**Problem set:**
A - In the passage about the satirical Facebook page, what goal does the page state?
B - Please carry on the passage about the satirical Facebook page, starting right after its last sentence.

With more than 21,000 likes, the page explains, "Our goal is to use satire to take out the superstition from religion."
"We believe that
everything and everybody could be the subject of a joke," Khameneh said.
"Nothing and nobody is too holy to be funny. At the beginning it was
not that serious because it was a joke."
Khameneh didn't know who
the manager of the site was. They both used nicknames, as did many
people who posted, Khameneh said. In the early days, though, Khameneh
posted links to his personal Facebook page, which had his real name.
"I feel like that is how the authorities knew to come after me," Khameneh said.
During that time,
Khameneh said, he wasn't thinking too much about someone in the Iranian
government seeing the page. It seemed unlikely: one page out of so many
on Facebook. The thought did cross his mind a couple times that if it
did become popular, it would probably upset some people back in Iran,
where his father, mother and sister lived.
But he kept posting on the page out of principle, he said.

**Listed entries:**
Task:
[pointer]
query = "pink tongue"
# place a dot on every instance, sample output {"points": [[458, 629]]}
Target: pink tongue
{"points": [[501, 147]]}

**Answers to the exercise:**
A - To use satire to take out the superstition from religion.

B -
"From the beginning, I
knew that it could be dangerous, but the thing is this: Taboos should be
broken," he said. "I knew that it could be sensitive (for) Muslims and
Iranians worldwide, but here in Europe, jokes are made -- jokes of
Jewish stories or Christian -- and nobody is threatened or killed. This
is how it should be."
A page's overnight fame
Khameneh took comfort, he said, that the page had a small number of followers.
That changed this spring. Traffic skyrocketed in mid-May, when an Iranian rapper living in Germany made international headlines, Khameneh said.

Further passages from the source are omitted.